• EXERCISE AIM
Print the lines below word for word, leaving out the pictures.

•••

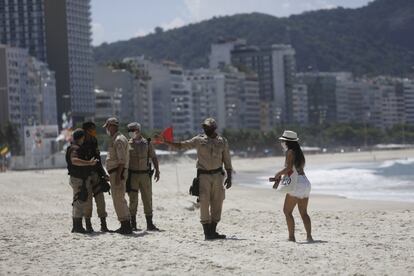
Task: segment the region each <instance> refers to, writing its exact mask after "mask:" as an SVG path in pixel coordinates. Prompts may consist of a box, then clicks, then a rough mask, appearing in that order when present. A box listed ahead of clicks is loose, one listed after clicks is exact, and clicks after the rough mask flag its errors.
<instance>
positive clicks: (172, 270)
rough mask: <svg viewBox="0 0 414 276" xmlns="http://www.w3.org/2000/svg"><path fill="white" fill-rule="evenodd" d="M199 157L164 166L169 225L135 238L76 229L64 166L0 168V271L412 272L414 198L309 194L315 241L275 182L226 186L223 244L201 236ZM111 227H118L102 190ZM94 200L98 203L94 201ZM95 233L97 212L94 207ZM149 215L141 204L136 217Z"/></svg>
mask: <svg viewBox="0 0 414 276" xmlns="http://www.w3.org/2000/svg"><path fill="white" fill-rule="evenodd" d="M413 156H414V150H404V151H382V152H371V153H367V152H361V153H348V154H326V155H309V156H307V162H308V164H309V165H312V166H316V165H317V164H326V163H329V162H338V163H339V162H364V161H372V160H392V159H402V158H408V157H413ZM272 164H274V167H275V170H276V169H277V168H280V167H281V166H282V165H283V159H282V158H281V157H274V158H263V159H234V160H233V165H234V168H235V170H236V171H237V172H254V171H260V168H262V167H263V166H267V167H269V166H272ZM194 175H195V161H194V160H191V159H180V160H178V161H177V162H170V163H162V164H161V180H160V182H158V183H154V186H153V190H154V198H153V202H154V221H155V223H156V224H157V226H159V227H160V228H161V229H162V230H163V231H162V232H157V233H154V232H146V231H138V232H136V233H134V234H133V235H130V236H122V235H119V234H110V233H100V232H96V233H95V234H91V235H83V234H71V233H70V229H71V200H72V199H71V188H70V186H69V184H68V176H67V174H66V171H65V170H47V171H24V172H14V171H11V172H7V173H4V174H0V190H1V193H0V223H1V226H2V227H1V228H2V229H1V231H0V248H1V251H0V275H8V274H11V275H41V274H42V275H46V274H48V275H183V274H185V275H187V274H189V275H213V274H216V275H232V274H236V275H299V274H301V273H303V275H413V274H414V262H413V260H414V204H412V203H404V202H386V201H367V200H351V199H346V198H341V197H335V196H319V195H313V194H311V198H310V203H309V204H310V205H309V214H310V216H311V219H312V226H313V237H314V238H315V240H316V242H315V243H306V242H305V238H306V235H305V231H304V228H303V225H302V221H301V219H300V216H299V213H298V212H297V210H295V213H294V214H295V220H296V238H297V242H296V243H292V242H288V241H287V229H286V223H285V218H284V215H283V212H282V205H283V200H284V197H283V195H282V194H280V193H278V192H277V191H274V190H272V189H263V188H261V189H258V188H250V187H244V186H240V185H237V181H236V183H234V186H233V187H232V188H231V189H230V190H228V192H227V194H226V200H225V203H224V211H223V216H222V222H221V223H220V224H219V226H218V229H219V230H220V232H223V233H225V234H227V236H228V239H227V240H222V241H204V240H203V234H202V227H201V225H200V223H199V212H198V209H197V208H196V206H195V204H194V201H195V198H194V197H191V196H189V195H188V194H187V190H188V186H189V184H190V183H191V181H192V178H193V177H194ZM106 202H107V211H108V214H109V217H108V222H109V225H108V226H109V228H110V229H115V228H117V227H118V222H117V220H116V216H115V213H114V209H113V206H112V200H111V198H110V196H109V195H106ZM94 207H95V206H94ZM93 215H94V217H93V218H92V221H93V225H94V227H95V230H99V227H98V226H99V223H98V221H99V219H98V218H97V216H96V212H95V210H94V214H93ZM137 220H138V224H139V226H140V227H141V228H143V227H144V216H143V211H142V204H141V201H140V203H139V216H138V218H137Z"/></svg>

•••

• ANSWER BOX
Task: segment the region each <instance> refers to, writing its exact mask after "mask:" as an SVG path in pixel coordinates. Prompts may consist of a box, then clicks, then a rough mask, appearing in that order when present. A box listed ahead of clicks is loose, one listed after clicks is exact, and clicks after the rough mask flag its errors.
<instance>
positive clicks: (172, 270)
rough mask: <svg viewBox="0 0 414 276" xmlns="http://www.w3.org/2000/svg"><path fill="white" fill-rule="evenodd" d="M199 157L164 166L169 225L135 238L76 229L64 166L0 168V271L412 272L414 198L309 194L315 241L275 182L226 186L223 244L201 236ZM111 227H118L102 190ZM94 200L98 203L94 201ZM95 233L97 212L94 207ZM149 215L141 204L136 217Z"/></svg>
mask: <svg viewBox="0 0 414 276" xmlns="http://www.w3.org/2000/svg"><path fill="white" fill-rule="evenodd" d="M413 156H414V150H404V151H382V152H371V153H367V152H361V153H348V154H326V155H309V156H307V162H308V164H309V165H312V166H316V165H317V164H326V163H329V162H338V163H339V162H364V161H372V160H392V159H402V158H408V157H413ZM272 164H274V167H275V170H276V169H277V168H280V167H281V166H282V165H283V159H282V158H281V157H274V158H263V159H234V160H233V165H234V168H235V170H236V171H237V172H254V171H260V168H262V167H263V166H267V167H269V166H272ZM194 175H195V161H194V160H191V159H180V160H178V161H177V162H170V163H162V164H161V180H160V182H158V183H154V186H153V190H154V198H153V202H154V221H155V223H156V224H157V226H159V227H160V228H161V229H162V230H163V231H162V232H157V233H154V232H146V231H138V232H136V233H134V234H133V235H130V236H122V235H119V234H110V233H100V232H96V233H95V234H91V235H83V234H71V233H70V229H71V200H72V199H71V188H70V186H69V184H68V176H67V174H66V171H65V170H47V171H24V172H14V171H11V172H7V173H4V174H0V190H1V193H0V223H1V226H2V227H1V228H2V229H1V231H0V248H1V251H0V275H8V274H11V275H41V274H42V275H46V274H48V275H183V274H185V275H187V274H189V275H213V274H216V275H232V274H236V275H299V274H301V273H303V275H413V274H414V262H413V260H414V204H412V203H404V202H386V201H367V200H351V199H346V198H341V197H335V196H319V195H313V194H311V198H310V203H309V204H310V205H309V214H310V216H311V219H312V226H313V237H314V238H315V240H316V242H315V243H306V242H305V238H306V235H305V231H304V228H303V225H302V221H301V219H300V216H299V213H298V212H297V210H295V213H294V214H295V220H296V238H297V242H296V243H292V242H288V241H287V229H286V223H285V218H284V215H283V212H282V205H283V200H284V197H283V195H282V194H280V193H278V192H277V191H274V190H272V189H263V188H261V189H258V188H250V187H244V186H240V185H237V181H236V183H234V186H233V187H232V188H231V189H230V190H228V192H227V194H226V200H225V203H224V211H223V216H222V222H221V223H220V224H219V226H218V229H219V230H220V232H223V233H225V234H227V236H228V239H227V240H222V241H204V240H203V234H202V227H201V225H200V223H199V212H198V209H197V208H196V206H195V204H194V201H195V198H194V197H191V196H189V195H188V194H187V190H188V186H189V184H190V183H191V181H192V178H193V177H194ZM106 202H107V211H108V214H109V217H108V222H109V225H108V226H109V228H110V229H115V228H117V227H118V222H117V220H116V216H115V213H114V209H113V206H112V200H111V198H110V196H109V195H106ZM94 207H95V206H94ZM93 215H94V217H93V218H92V221H93V225H94V227H95V230H99V227H98V226H99V223H98V221H99V219H98V218H97V216H96V212H95V210H94V214H93ZM137 220H138V224H139V226H140V227H141V228H143V227H144V216H143V211H142V204H141V201H140V203H139V216H138V218H137Z"/></svg>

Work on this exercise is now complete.